— Begin Raw records —
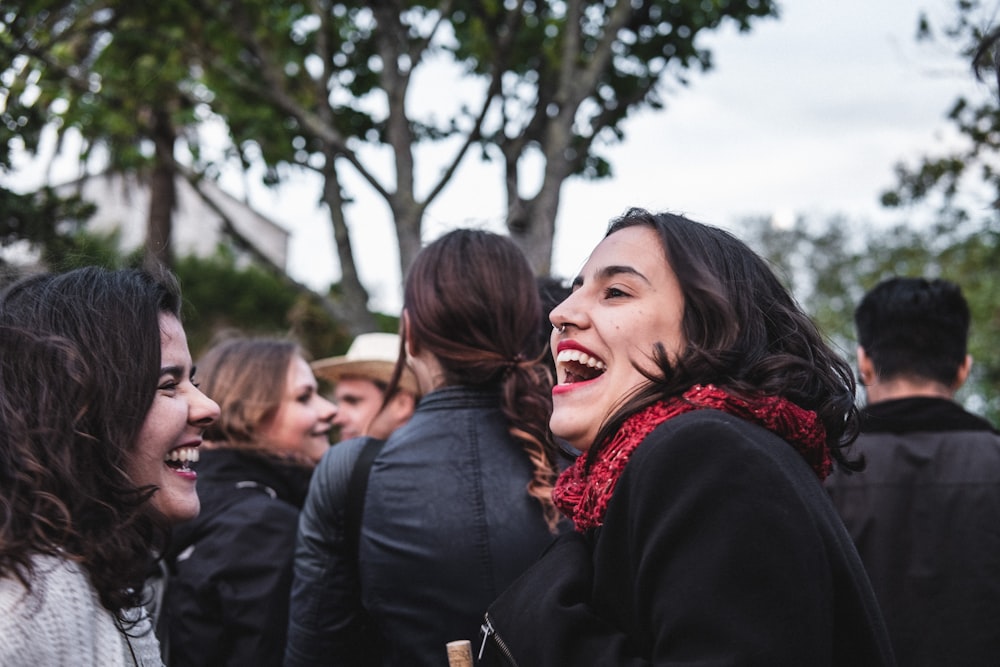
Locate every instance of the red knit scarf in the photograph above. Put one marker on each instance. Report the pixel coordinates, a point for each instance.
(582, 492)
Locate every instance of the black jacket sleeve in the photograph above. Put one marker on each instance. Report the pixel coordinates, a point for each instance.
(327, 624)
(230, 610)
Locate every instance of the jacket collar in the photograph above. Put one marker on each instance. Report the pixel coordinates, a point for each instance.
(909, 415)
(459, 396)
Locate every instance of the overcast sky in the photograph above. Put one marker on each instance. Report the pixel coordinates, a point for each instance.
(804, 115)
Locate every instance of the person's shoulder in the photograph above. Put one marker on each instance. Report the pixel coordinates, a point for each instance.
(59, 589)
(705, 431)
(711, 443)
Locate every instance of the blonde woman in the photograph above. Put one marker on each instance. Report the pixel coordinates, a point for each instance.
(227, 597)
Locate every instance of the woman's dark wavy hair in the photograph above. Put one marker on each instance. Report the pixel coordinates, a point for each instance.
(743, 332)
(79, 367)
(471, 301)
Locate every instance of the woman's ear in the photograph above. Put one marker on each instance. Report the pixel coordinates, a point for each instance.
(409, 346)
(866, 368)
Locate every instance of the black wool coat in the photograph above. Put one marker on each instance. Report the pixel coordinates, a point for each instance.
(719, 547)
(230, 568)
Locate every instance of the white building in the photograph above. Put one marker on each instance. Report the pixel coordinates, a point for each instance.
(122, 202)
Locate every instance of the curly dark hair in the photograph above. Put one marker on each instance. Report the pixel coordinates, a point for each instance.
(744, 332)
(472, 301)
(79, 366)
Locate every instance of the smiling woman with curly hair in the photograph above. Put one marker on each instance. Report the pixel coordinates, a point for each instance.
(99, 419)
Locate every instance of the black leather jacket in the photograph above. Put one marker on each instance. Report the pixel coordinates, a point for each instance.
(447, 525)
(226, 600)
(925, 515)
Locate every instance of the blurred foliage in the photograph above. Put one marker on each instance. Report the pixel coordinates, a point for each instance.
(961, 182)
(829, 266)
(306, 86)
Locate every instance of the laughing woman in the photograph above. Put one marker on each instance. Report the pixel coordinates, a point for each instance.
(708, 409)
(99, 417)
(231, 568)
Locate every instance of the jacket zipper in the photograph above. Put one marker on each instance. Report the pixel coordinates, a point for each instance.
(489, 631)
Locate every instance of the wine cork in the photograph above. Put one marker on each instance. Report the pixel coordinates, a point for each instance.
(460, 653)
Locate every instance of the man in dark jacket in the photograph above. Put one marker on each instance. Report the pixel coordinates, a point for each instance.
(925, 513)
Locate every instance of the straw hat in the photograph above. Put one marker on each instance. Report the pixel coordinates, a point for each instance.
(371, 356)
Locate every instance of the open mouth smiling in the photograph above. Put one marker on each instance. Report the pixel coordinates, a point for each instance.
(180, 459)
(578, 366)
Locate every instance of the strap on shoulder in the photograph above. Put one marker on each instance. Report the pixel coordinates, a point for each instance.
(356, 488)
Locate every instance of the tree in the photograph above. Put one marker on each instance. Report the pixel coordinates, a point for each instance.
(91, 66)
(830, 265)
(324, 86)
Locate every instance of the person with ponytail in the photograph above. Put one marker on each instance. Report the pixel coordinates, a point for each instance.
(459, 499)
(708, 409)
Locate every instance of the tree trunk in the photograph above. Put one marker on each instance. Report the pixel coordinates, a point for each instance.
(352, 301)
(162, 194)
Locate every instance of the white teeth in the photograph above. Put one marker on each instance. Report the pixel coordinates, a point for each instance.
(183, 455)
(581, 358)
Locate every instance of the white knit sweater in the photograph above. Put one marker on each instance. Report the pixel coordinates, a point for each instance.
(62, 623)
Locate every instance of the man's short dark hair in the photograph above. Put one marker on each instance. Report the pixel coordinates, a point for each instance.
(914, 327)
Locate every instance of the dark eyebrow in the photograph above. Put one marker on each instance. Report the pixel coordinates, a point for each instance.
(609, 272)
(176, 371)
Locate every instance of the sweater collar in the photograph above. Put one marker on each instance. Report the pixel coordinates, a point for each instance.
(920, 414)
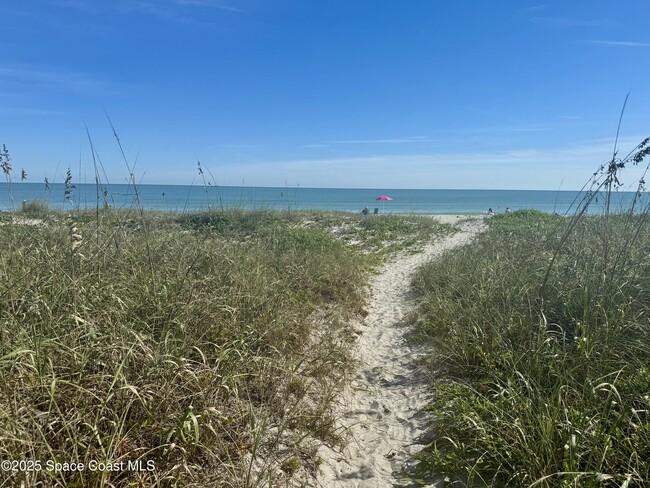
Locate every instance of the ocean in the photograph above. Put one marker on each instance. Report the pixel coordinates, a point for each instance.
(181, 198)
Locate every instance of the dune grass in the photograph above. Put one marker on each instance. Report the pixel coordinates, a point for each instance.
(206, 347)
(542, 371)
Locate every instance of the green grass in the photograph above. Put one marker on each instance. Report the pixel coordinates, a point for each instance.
(208, 344)
(541, 349)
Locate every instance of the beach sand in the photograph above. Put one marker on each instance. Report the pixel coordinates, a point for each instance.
(381, 411)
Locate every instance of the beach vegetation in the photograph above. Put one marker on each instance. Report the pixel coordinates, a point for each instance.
(210, 346)
(540, 345)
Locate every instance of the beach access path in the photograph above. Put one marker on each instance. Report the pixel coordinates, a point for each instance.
(381, 410)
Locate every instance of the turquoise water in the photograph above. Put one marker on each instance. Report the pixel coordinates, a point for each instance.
(189, 198)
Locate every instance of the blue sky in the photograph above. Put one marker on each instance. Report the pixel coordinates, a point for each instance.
(314, 93)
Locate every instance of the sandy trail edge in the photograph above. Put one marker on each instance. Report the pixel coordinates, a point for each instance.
(381, 410)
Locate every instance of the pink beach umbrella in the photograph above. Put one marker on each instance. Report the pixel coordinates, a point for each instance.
(383, 198)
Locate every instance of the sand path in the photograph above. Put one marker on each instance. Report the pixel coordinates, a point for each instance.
(381, 410)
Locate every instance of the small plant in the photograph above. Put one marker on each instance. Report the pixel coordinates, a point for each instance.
(7, 168)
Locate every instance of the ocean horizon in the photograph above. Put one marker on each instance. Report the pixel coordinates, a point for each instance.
(184, 198)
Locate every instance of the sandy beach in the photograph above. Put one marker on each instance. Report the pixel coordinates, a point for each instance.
(381, 409)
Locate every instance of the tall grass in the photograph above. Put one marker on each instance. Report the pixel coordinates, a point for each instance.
(210, 346)
(541, 349)
(98, 364)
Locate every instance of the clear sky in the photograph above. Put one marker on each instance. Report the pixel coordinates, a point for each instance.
(325, 93)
— End Raw records —
Leave out the pictures and copy the rest of the material above exactly.

- [In response]:
Locate every instance of the red knit scarf in the photograph above. Put one marker on each instance. Report the pixel coordinates, a point for each instance.
(582, 492)
Locate every instance of the black jacket sleeve in the photograph above. Put one marker on each instance. Report the pixel coordinates, a point for each instance.
(327, 624)
(230, 610)
Locate every instance of the jacket collar in the photograph above. Put one marker on each instance. Report the pixel coordinates, a point for each instance.
(909, 415)
(459, 396)
Locate every instance of the overcast sky in the photograph above. Put one marker on each instance. Report the pixel coordinates, a point for each instance.
(804, 115)
Locate every instance of the person's shoulder in the photograph above. Put one marker on each instance. Report the pixel coordinates, a point for each instance.
(59, 589)
(705, 431)
(711, 443)
Locate every instance of the blonde woman in the photograph above. Put one marker on each instance. Report the pixel coordinates, a point for each instance.
(227, 597)
Locate every instance of the woman's dark wavy hair in the photograph above. Put one marker on each instance. Report the pixel coordinates, a point for each instance.
(743, 332)
(79, 367)
(471, 301)
Locate every instance of the woman's ear in the photograph above. Put one marker on each instance. Report the pixel coordinates, a point for each instance.
(409, 346)
(866, 368)
Locate every instance of the black wool coat in the photograph above. Put one marker on each instance. Report the pixel coordinates, a point for each instance.
(719, 547)
(230, 568)
Locate every instance of the white building in the photograph above. Put one marker on each instance. Report the pixel coordinates, a point for each instance.
(122, 202)
Locate every instance of the curly dark hair in the photograph above. Put one marker on each instance. Report the pixel coordinates, a point for each instance.
(744, 332)
(472, 301)
(79, 366)
Locate every instance of the smiling woman with curly hair in the photograph above. Put one marker on each instance. Report the pixel coordinates, a point for each instance.
(99, 419)
Locate every instance of the black leather jacket in the photograph above. Put one marker on each instance. Report the pixel coordinates, a point for each instance.
(447, 525)
(226, 600)
(925, 515)
Locate every instance of the blurred foliage in the photograph above. Put one marker on each instance. Report the pixel coordinates, a point for each instance.
(961, 182)
(829, 266)
(306, 86)
Locate every instance of the laughing woman in the photograph above. Put one marker on each instance. Report the pixel coordinates, a point for each instance.
(708, 409)
(99, 417)
(231, 568)
Locate every instance of the jacket zipper in the photograph above. Put one marker on each instance. Report the pixel coordinates, a point for each instance.
(489, 631)
Locate every instance of the wine cork in the photograph above. Put one marker on each instance. Report the pixel coordinates, a point for each instance.
(460, 653)
Locate every instance of the man in dark jacket in the photograph above. Put one marker on each instance. Report the pixel coordinates, a point for each instance.
(925, 513)
Locate every instance of the straw hat in the photograph above. Put one marker on each instance. Report the pixel coordinates, a point for each instance.
(371, 356)
Locate every instance of the open mouth smiling in the photograph above. Put one marker on each instance. Report the pixel coordinates, a point for each instance.
(180, 459)
(578, 366)
Locate every instance of the strap on shoulder in the photograph above. Put one marker on each instance. Report the pixel coordinates, a point for each instance.
(356, 488)
Locate every instance of the tree in the photograph above. Put one marker on each instance. Report the pixel coordinates, a point for each instance.
(91, 66)
(830, 265)
(324, 86)
Locate every instance of the person with ponytail in the photograph above. Put one marker on each instance. Report the pixel coordinates, a point for each instance.
(459, 499)
(708, 409)
Locate every instance of the tree trunk in the photograph above. Put one marker on each instance. Report the pixel coordinates, a point for each instance.
(352, 301)
(162, 194)
Locate every instance of the white teeth in the photograph above. Put one marker on each instance. Report the pixel coordinates, a point for each instance.
(183, 455)
(581, 358)
Locate every instance of the white knit sweater in the photograph above. Put one marker on each instance. Report the pixel coordinates, a point for each instance.
(62, 623)
Locate every instance of the man's short dark hair in the photograph above. Put one marker on each instance. Report the pixel coordinates, a point for each instance.
(914, 327)
Locate every instance of the dark eyebrow in the photograph above. Put one marker on each instance. Report the pixel coordinates, a point for each instance.
(609, 272)
(176, 371)
Locate every instance of the sweater collar in the photograph above. Put one marker on each instance. Report the pixel coordinates, a point for each instance.
(920, 414)
Locate every instance of the ocean in the photograph above. Put one marker on each instance. Report the pixel coordinates, a point for each instance.
(181, 198)
Locate every instance of the dune grass in the photograph above. Put one marker on each instance. Report the pixel coordinates, a point for each instance.
(206, 347)
(542, 371)
Locate every instance of the green grass in the photograph above. Put one marker on each instance. Report the pixel coordinates, a point for each instance.
(208, 344)
(541, 349)
Locate every instance of the beach sand in the photograph above. Put one marker on each instance. Report the pixel coordinates, a point for each instance.
(381, 411)
Locate every instance of the beach vegetation in the photograph above. Put one marker on each instance. Report the pixel coordinates, a point for each instance.
(210, 346)
(540, 345)
Locate every instance of the beach access path in the photograph above. Put one marker on each instance. Report the pixel coordinates, a point for each instance.
(381, 410)
Locate every instance of the turquoise water in the photograph above. Put one marker on each instance. Report the pixel coordinates, a point for each instance.
(189, 198)
Locate every instance of the blue sky in the photograph above. Put one marker on each instance. Report the pixel coordinates, a point for each instance.
(314, 93)
Locate every instance of the sandy trail edge in the photograph above. Put one marker on each instance. Report the pixel coordinates, a point for each instance.
(381, 410)
Locate every instance of the pink beach umbrella in the photograph above. Put one marker on each instance. Report the pixel coordinates, a point for each instance.
(383, 198)
Locate every instance of the sand path in the photograph above. Put one marker on each instance. Report the pixel coordinates, a point for each instance.
(381, 410)
Locate every instance of the small plant in the photograph above. Put one marker on each instance. Report the pixel coordinates, a point for each instance.
(7, 168)
Locate every instance of the ocean horizon in the photograph above. Put one marker on each instance. Report the pixel coordinates, a point for each instance.
(184, 198)
Locate every instance of the sandy beach in the photograph above. Put one marker on each instance. Report the pixel coordinates, a point for each instance.
(381, 409)
Locate every instance of the tall grass in the photograph above. Put one marker on each instance. Report the pixel coordinates, a point for each instance.
(210, 346)
(541, 349)
(98, 364)
Locate every instance of the clear sky in the photograph above. Put one marker on each instance. Report the pixel coordinates, a point for each instance.
(325, 93)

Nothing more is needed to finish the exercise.